> [What is needed]:
Please find the lines in the entries below that contain the word "trainer", and copy each one.

--- Input data Enclosed Below ---

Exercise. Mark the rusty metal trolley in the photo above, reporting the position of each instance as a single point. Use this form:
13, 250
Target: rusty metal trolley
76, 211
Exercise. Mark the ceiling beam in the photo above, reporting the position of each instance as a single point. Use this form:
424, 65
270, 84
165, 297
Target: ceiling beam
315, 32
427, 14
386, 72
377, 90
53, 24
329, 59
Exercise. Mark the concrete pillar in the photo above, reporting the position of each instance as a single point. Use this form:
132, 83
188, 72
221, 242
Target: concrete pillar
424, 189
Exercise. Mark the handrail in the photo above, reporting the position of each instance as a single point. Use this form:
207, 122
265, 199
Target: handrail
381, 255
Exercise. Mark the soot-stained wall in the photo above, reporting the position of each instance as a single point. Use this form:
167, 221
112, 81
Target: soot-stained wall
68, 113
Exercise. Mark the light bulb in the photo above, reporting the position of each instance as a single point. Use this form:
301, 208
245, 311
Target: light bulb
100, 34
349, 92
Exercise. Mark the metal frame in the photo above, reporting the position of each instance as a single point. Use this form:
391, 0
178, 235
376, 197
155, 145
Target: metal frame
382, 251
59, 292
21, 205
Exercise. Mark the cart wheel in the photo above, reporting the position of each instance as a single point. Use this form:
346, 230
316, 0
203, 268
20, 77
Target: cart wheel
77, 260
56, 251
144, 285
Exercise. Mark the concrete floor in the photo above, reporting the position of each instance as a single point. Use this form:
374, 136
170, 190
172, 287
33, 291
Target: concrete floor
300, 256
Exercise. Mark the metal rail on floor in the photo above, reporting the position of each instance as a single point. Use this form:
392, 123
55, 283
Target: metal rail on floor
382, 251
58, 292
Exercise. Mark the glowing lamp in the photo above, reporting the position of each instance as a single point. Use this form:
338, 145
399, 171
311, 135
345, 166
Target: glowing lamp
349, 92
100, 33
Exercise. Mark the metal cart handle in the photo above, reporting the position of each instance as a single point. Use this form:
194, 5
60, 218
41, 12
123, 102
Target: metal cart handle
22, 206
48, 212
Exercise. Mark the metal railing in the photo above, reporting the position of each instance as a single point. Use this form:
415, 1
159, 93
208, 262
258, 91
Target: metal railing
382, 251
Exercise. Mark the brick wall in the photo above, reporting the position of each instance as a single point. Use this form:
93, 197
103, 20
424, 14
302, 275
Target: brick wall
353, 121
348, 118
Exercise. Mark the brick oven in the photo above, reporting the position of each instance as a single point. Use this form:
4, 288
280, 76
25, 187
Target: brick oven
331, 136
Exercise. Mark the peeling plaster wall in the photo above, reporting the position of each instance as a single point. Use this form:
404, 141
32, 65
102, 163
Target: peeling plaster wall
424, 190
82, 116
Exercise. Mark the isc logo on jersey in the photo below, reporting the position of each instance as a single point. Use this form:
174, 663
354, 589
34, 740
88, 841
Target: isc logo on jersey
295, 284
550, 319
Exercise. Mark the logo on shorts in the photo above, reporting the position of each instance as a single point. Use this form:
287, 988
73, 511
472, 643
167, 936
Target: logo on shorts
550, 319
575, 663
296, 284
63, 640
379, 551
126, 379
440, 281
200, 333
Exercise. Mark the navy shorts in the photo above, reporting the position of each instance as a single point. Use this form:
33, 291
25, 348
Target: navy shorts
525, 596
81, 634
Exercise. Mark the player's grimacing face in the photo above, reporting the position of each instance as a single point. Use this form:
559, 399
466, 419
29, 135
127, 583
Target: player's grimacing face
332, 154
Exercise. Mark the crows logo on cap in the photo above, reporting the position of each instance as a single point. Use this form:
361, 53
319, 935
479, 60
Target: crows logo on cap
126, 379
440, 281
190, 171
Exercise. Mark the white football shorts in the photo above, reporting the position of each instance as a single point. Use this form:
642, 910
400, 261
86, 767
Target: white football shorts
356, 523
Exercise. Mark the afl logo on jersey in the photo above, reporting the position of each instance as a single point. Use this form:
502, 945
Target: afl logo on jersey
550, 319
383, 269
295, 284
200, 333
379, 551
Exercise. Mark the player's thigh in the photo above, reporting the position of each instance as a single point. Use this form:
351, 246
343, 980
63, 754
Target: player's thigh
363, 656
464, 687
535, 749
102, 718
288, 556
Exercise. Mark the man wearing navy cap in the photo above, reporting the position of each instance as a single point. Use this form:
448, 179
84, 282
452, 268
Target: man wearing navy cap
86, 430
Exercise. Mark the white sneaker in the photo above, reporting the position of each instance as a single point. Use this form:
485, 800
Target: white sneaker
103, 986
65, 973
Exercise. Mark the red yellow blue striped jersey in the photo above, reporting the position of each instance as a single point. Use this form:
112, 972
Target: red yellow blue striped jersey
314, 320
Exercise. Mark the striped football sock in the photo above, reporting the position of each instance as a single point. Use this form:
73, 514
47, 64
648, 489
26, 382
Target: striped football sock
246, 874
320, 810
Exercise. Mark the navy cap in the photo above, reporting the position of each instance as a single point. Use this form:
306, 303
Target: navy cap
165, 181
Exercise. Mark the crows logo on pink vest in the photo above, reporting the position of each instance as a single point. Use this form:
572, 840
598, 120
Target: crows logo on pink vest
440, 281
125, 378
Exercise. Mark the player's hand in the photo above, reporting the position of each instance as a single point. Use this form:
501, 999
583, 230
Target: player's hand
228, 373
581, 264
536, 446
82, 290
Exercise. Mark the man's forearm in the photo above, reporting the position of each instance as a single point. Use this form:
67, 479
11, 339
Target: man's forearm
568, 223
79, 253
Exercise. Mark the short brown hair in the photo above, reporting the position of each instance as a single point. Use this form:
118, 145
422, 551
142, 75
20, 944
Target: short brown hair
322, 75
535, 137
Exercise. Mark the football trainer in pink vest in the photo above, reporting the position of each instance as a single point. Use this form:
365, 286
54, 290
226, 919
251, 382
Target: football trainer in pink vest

--- End of Enclosed Input data ---

> [Exercise response]:
Exercise. Mark the football trainer in pink vest in the photo above, reporting the position of each instance as a single point. Use this form:
Target: football trainer in pink vest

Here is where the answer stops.